# kayak help



## ajbigfish (Sep 16, 2013)

I 've been looking for a new yak, I've changed my mind so many times and i will probably change it again, but i would likes some advice. 
1. The malibu trio 11 anyone got one of these or heard about them.
2. Wilderness tarpon 100 are they any good.
3. Hobie quest 11 
Which one would be better for me who likes fishing rivers, inshore and maybe offshore.
Hope you can help Ajbigfish


----------



## Salty Dog (Sep 18, 2005)

Hey Aidin,

If you are contemplating offshore at any stage, most would advise 4 metres or over in length for speed & safety. There are all types out there, plastic, fibreglass, kevlar/carbon, paddle, pedal.

For offshore, most of the experienced, (not all) eventually end up gravitating towards glass, (eg Stealth or Kaskazi) or Hobie, (some models more appropriate than others).

Here's an article on kayak design to get you thinking about what you really want.
http://ftlauderdaleyakfishingclub.org/yakdesign101.html

Good luck with it.


----------



## ajbigfish (Sep 16, 2013)

Thanks Adam
I will read them defantly. I proberly won't go offshore for a while so that shouldn't be the main problem.

◆ Input records ◆

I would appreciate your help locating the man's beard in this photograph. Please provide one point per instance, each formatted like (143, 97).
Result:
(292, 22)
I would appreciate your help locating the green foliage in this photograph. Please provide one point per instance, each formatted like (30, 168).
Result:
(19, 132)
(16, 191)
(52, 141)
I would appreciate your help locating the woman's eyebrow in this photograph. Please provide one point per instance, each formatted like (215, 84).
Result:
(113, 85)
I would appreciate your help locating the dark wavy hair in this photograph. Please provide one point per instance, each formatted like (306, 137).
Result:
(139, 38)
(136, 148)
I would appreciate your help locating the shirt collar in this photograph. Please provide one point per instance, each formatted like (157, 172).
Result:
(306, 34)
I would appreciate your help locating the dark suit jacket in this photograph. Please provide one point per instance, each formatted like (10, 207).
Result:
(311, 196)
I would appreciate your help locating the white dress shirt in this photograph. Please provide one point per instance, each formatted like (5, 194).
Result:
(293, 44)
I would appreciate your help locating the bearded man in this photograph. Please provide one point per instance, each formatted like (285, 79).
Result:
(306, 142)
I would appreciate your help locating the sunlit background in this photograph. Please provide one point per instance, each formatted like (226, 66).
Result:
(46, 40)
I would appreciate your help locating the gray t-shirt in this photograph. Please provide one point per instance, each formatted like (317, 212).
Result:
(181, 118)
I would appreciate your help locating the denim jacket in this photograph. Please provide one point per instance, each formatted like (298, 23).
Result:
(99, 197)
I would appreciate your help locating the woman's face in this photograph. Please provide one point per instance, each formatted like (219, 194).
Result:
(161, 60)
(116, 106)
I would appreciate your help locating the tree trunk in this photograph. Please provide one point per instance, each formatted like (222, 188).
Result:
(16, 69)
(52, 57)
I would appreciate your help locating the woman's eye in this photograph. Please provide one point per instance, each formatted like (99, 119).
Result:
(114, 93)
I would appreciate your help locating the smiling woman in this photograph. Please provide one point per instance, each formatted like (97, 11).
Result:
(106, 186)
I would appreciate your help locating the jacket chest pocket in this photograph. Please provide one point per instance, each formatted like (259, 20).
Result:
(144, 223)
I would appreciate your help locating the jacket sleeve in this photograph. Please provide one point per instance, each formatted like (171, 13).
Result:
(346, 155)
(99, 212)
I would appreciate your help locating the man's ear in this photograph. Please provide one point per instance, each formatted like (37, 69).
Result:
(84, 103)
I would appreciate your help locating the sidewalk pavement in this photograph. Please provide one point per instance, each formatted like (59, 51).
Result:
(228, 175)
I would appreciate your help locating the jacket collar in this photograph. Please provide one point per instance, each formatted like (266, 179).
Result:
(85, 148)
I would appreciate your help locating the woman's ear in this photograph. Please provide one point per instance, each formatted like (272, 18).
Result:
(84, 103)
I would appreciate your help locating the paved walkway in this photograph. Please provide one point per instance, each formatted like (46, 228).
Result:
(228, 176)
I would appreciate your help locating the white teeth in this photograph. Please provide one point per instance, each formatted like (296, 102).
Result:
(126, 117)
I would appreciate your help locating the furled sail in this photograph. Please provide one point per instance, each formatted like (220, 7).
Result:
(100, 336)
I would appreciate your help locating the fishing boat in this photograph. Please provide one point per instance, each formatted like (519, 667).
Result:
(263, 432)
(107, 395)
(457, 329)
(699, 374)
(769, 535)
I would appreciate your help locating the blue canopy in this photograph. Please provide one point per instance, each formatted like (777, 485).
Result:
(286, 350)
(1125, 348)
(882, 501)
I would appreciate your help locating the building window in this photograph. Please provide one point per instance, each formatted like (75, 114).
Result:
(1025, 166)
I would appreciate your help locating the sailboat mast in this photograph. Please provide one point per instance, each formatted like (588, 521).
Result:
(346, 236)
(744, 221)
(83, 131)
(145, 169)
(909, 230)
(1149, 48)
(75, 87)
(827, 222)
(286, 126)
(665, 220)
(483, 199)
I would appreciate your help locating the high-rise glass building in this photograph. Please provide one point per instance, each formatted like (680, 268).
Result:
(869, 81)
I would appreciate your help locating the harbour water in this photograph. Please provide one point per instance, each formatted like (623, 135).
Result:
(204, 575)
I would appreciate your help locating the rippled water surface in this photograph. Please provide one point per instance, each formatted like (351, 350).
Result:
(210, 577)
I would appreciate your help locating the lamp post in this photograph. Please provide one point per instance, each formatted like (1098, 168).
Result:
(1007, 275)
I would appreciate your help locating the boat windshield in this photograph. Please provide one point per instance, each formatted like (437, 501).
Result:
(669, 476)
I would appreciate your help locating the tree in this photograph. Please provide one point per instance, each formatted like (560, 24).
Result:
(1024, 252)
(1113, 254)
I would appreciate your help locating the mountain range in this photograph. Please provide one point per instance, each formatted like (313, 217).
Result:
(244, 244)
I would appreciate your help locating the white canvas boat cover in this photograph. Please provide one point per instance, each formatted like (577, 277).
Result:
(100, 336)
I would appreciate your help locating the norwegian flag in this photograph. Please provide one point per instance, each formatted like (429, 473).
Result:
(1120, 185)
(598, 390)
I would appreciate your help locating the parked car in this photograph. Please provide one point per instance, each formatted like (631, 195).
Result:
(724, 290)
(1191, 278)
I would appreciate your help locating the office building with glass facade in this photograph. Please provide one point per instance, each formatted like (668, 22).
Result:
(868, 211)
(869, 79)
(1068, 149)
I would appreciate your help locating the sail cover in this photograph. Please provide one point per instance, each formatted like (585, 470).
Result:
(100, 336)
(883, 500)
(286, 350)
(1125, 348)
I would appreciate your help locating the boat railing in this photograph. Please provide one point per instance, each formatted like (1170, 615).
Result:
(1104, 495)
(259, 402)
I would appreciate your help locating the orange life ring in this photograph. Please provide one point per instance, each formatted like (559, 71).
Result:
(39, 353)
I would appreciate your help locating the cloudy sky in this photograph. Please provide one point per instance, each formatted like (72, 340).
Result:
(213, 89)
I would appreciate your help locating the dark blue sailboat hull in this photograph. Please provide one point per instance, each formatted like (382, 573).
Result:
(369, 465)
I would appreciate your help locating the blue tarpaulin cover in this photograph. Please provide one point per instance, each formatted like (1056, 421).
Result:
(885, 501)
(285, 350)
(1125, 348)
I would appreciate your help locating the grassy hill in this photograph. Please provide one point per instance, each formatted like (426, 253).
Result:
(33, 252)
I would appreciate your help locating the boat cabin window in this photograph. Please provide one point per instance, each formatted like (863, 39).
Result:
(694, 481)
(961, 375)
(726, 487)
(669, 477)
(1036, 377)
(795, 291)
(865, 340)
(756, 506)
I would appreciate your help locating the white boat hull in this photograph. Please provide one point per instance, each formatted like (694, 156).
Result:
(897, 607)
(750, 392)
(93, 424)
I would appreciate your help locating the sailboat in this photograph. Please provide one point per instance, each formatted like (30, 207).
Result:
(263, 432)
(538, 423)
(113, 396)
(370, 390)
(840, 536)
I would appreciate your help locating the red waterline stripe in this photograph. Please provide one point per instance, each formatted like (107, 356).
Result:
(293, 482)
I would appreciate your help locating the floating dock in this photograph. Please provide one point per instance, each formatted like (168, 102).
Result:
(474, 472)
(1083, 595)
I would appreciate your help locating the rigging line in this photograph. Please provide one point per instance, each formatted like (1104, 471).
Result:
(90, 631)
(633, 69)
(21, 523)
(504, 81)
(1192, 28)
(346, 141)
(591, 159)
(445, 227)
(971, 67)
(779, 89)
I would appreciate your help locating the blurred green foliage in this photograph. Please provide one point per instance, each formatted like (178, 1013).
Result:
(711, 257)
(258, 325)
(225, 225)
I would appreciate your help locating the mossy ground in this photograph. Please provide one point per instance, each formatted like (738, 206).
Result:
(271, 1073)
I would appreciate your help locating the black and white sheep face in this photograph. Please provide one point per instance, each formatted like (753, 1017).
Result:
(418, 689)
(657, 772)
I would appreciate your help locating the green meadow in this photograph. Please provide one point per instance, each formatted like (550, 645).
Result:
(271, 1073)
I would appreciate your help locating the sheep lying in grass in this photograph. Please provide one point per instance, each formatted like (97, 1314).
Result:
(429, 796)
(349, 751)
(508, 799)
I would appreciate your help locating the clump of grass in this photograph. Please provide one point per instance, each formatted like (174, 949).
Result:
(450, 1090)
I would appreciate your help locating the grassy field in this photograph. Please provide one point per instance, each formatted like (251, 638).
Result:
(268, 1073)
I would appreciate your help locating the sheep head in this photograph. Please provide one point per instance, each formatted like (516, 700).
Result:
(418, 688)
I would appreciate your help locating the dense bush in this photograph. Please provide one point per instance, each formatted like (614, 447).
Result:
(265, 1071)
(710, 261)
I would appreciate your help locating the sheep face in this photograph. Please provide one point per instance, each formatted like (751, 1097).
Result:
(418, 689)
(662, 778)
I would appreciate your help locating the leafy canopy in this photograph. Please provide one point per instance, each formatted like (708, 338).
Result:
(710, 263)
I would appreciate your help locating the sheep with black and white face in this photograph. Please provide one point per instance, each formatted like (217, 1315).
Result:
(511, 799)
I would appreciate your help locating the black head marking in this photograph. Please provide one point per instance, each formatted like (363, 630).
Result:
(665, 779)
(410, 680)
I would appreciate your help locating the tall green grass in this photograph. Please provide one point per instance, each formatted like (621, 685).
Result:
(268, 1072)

◆ Request 1 ◆
Print the entries from the line that contains "I would appreciate your help locating the floating" through the line that contains "(450, 1090)", including both of those lines, and nothing else.
◆ Request 2 ◆
Pick up the forum thread about choosing a fishing kayak from the point where it stops.

◆ Written response 1 ◆
I would appreciate your help locating the floating dock in this photograph. Please provide one point per instance, each formatted like (168, 102).
Result:
(474, 472)
(1083, 595)
I would appreciate your help locating the rigging line in this photograph. Please provide one point per instance, each formatted like (1104, 471).
Result:
(90, 631)
(633, 69)
(21, 523)
(504, 81)
(1192, 28)
(346, 141)
(591, 159)
(445, 227)
(971, 67)
(779, 89)
I would appreciate your help locating the blurred green foliage in this photograph. Please provide one point per instance, each formatted like (178, 1013).
Result:
(711, 257)
(258, 325)
(225, 225)
I would appreciate your help locating the mossy ground in this photograph. Please provide one point per instance, each formatted like (738, 206).
Result:
(271, 1073)
I would appreciate your help locating the black and white sheep face in this photograph. Please provide one point per instance, each formatted like (753, 1017).
Result:
(418, 689)
(657, 772)
I would appreciate your help locating the green meadow in this photograph. Please provide one point per instance, each formatted like (550, 645).
Result:
(271, 1073)
I would appreciate your help locating the sheep lying in grass in this photograph. Please provide one point per instance, each formatted like (97, 1314).
Result:
(429, 796)
(349, 751)
(508, 799)
I would appreciate your help locating the clump of grass in this photograph. Please provide one point per instance, each formatted like (174, 949).
Result:
(450, 1090)

◆ Written response 2 ◆
----------



## laneends (Jan 25, 2013)

How heavy are you? The quest 11 is good for inshore and freshwater as it is very manouvreable, yet slim design so not raft like as some of the other shorter yaks are. Has good accessible storage. It doesn't have a huge payload though, due to slim design, hence your weight is important. river fishing you not to carry as much weight. The reason it doesn't sell a lot is because price is up there with other longer yaks, and not much less than a Quest 13, so you wouldn't normally go for it unless you have a reason for a lighter yak (eg portability and handling in narrow waters and harder launch sites). If I could have a freshwater specific yak that would be my choice.


----------



## ajbigfish (Sep 16, 2013)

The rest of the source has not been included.